** Written request 1 **
In the FB460V flooding thread below, which adjustments does the poster say have been set and triple checked?

** Provided passage **
◇ ◇ ◇ ◇

# Kaw FB460V flooding help



## picknlittle (Sep 10, 2005)

I have a near thirty year old John Deere 112L mower. It comes with this FB460V although the engine on it now came from a Gravley Walk behind mower.

It's always been slow to start when cold or even cool, with both engines for that matter. In the past couple months it gotten to where it floods very easily. Now once I get it started, it starts and runs great, under load all day. It runs a bit rich under no load condition.

With the breather off, I see rapid pooling of fuel in the air intake and carb. I still have to use the choke to start it, but I may have to dry the plug a couple times and use jumper cables to maintain enough starter speed to make it go.

Once started, it is clearly rich, but after a few seconds clears somewhat. The idle mixture screw has little to no effect on idle or part throttle. At full throttle it still flutters some, until I engage the PTO. Under load, this thing runs like a champ. It'll cut thick 8" tall fescue at near full forward speed, even with the bagger attached.

I have removed and disassembled, cleaned and inspected the carb and have found nothing so far. All passages and orifices seem to be open, and all throttle, governor and choke adjustments have been set and triple checked.

The float isn't soaked, it's plastic, not cracked and doesn't slosh.
The needle and seat seem in fine condition, is adjusted and it is shutting off flow.
The Idle mixture is not scared, scratched, bent or otherwise marked and the seat seems to be fine.
Main, jet, main nozzle and bleed jet all seem fine.
All "O" rings, (the few there are) are not nicked, cut hard or brittle.
Gaskets are also in good condition.

What am I missing? Anyone got any magic?


----------



## picknlittle (Sep 10, 2005)

◇ ◇ ◇ ◇

** Written request 2 **
Transcribe the records below from their first line down to the line containing "[340,232,418,240]", including both of those lines.

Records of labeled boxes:
◇ ◇ ◇ ◇

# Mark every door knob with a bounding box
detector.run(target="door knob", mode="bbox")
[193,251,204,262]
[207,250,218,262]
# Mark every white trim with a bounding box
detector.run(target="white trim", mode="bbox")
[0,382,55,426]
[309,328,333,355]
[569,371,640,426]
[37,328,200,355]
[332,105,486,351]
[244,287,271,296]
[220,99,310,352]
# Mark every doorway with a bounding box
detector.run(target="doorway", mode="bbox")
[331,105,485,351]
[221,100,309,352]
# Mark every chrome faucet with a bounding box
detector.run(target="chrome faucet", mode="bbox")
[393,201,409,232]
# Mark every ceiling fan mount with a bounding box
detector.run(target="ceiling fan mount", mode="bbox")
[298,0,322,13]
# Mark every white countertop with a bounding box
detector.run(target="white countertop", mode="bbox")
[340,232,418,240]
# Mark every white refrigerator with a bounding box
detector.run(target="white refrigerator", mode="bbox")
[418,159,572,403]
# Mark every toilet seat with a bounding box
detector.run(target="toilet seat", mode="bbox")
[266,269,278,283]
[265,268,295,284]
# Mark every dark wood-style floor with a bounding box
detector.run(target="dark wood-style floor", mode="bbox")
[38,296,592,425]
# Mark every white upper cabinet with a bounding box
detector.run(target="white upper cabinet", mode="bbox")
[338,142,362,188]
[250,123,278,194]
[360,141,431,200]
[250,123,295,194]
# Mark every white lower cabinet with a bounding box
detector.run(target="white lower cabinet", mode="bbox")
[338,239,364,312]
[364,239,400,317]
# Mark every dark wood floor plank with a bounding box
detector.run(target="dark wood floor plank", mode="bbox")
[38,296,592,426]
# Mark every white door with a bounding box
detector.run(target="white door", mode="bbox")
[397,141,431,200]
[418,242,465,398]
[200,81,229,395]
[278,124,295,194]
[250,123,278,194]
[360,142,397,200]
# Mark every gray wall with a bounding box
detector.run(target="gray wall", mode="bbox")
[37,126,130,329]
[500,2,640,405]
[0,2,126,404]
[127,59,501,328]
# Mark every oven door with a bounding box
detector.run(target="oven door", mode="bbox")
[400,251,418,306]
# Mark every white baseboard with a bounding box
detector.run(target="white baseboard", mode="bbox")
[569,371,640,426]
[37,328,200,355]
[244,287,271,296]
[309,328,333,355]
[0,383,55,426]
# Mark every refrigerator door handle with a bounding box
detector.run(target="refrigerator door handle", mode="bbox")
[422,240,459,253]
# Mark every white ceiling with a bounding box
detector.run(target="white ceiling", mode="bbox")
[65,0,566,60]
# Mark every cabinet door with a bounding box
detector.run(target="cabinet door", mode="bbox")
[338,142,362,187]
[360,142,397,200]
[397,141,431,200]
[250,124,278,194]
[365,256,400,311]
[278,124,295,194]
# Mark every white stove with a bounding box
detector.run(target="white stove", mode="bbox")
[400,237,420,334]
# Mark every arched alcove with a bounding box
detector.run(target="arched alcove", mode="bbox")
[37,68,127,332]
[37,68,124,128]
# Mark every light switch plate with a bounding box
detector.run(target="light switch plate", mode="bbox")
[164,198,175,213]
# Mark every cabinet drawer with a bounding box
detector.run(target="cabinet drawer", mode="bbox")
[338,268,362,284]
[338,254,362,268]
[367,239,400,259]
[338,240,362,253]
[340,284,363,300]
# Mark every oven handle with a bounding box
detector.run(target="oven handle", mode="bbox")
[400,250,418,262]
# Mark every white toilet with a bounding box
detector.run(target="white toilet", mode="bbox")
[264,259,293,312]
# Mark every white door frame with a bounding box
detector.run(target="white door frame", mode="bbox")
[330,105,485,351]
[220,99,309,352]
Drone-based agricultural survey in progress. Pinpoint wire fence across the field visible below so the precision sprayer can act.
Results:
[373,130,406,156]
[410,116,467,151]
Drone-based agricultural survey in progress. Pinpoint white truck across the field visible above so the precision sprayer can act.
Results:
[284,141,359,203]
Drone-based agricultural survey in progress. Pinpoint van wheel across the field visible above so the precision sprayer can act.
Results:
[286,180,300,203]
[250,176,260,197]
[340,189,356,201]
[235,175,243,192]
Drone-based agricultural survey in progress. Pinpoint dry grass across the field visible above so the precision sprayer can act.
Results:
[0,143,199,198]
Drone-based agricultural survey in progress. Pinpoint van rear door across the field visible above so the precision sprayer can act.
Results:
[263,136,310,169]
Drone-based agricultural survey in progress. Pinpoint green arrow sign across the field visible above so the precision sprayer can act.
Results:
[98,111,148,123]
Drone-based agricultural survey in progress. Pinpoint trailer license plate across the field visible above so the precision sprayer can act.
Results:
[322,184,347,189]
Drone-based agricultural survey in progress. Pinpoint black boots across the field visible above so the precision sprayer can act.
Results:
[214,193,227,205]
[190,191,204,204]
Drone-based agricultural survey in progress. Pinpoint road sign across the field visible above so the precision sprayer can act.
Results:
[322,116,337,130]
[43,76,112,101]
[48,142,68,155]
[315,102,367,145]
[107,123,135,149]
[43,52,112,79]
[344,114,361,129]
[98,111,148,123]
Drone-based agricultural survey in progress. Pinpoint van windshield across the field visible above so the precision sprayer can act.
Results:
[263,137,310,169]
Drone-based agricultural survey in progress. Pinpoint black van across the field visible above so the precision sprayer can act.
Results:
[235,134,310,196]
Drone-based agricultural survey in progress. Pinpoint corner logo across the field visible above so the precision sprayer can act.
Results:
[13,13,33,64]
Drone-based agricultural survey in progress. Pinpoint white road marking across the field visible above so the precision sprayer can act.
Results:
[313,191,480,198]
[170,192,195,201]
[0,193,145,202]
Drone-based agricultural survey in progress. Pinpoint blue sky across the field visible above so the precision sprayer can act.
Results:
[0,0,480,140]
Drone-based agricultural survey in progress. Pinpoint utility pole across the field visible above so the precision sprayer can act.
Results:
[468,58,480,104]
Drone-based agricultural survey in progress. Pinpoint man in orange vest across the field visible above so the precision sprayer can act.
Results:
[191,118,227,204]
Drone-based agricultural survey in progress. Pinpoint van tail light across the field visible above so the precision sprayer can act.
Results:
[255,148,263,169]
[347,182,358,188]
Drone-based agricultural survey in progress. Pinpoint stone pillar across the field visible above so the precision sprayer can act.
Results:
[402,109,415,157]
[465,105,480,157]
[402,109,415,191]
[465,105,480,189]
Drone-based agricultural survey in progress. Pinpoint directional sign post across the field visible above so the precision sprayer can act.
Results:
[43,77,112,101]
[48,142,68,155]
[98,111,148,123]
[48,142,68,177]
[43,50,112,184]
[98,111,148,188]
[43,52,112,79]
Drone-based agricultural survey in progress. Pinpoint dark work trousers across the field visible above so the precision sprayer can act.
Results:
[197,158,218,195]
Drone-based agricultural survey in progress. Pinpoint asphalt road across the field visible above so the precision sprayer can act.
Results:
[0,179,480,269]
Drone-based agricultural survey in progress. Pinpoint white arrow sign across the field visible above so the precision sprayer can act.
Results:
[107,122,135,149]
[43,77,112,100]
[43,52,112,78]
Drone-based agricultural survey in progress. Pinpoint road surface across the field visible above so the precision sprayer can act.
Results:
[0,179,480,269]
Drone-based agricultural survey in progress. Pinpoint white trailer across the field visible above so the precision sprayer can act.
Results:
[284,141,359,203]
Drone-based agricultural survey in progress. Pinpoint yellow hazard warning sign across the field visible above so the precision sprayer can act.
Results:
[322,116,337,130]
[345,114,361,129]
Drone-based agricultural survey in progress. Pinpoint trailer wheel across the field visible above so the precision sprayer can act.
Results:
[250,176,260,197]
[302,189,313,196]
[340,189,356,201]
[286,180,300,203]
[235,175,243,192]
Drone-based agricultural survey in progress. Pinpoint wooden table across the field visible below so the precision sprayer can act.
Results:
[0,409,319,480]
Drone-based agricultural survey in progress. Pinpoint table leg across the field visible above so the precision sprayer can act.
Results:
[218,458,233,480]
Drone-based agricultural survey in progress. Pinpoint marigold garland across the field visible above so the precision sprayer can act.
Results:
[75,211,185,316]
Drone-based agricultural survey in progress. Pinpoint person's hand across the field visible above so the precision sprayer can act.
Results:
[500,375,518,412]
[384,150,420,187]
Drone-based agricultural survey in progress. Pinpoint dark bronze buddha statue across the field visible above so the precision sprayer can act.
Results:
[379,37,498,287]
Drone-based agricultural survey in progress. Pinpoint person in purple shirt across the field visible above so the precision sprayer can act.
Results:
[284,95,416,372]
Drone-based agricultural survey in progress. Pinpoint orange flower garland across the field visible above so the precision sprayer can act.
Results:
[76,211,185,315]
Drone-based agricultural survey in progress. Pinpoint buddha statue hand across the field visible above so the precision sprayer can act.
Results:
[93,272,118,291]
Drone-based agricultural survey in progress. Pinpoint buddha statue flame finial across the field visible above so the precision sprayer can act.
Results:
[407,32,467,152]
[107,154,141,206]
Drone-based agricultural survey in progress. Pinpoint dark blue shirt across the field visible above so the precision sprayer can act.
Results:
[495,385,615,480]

◇ ◇ ◇ ◇

** Correct output 1 **
Throttle, governor, and choke.

** Correct output 2 **
# Mark every door knob with a bounding box
detector.run(target="door knob", mode="bbox")
[193,251,204,262]
[207,250,218,262]
# Mark every white trim with a bounding box
detector.run(target="white trim", mode="bbox")
[0,382,55,426]
[309,328,333,355]
[569,371,640,426]
[37,328,200,355]
[332,105,486,351]
[244,287,271,296]
[220,99,310,352]
# Mark every doorway with a bounding box
detector.run(target="doorway", mode="bbox")
[331,105,485,351]
[221,100,309,352]
# Mark every chrome faucet with a bounding box
detector.run(target="chrome faucet", mode="bbox")
[393,201,409,232]
# Mark every ceiling fan mount with a bounding box
detector.run(target="ceiling fan mount", mode="bbox")
[298,0,322,13]
# Mark every white countertop with a bounding box
detector.run(target="white countertop", mode="bbox")
[340,232,418,240]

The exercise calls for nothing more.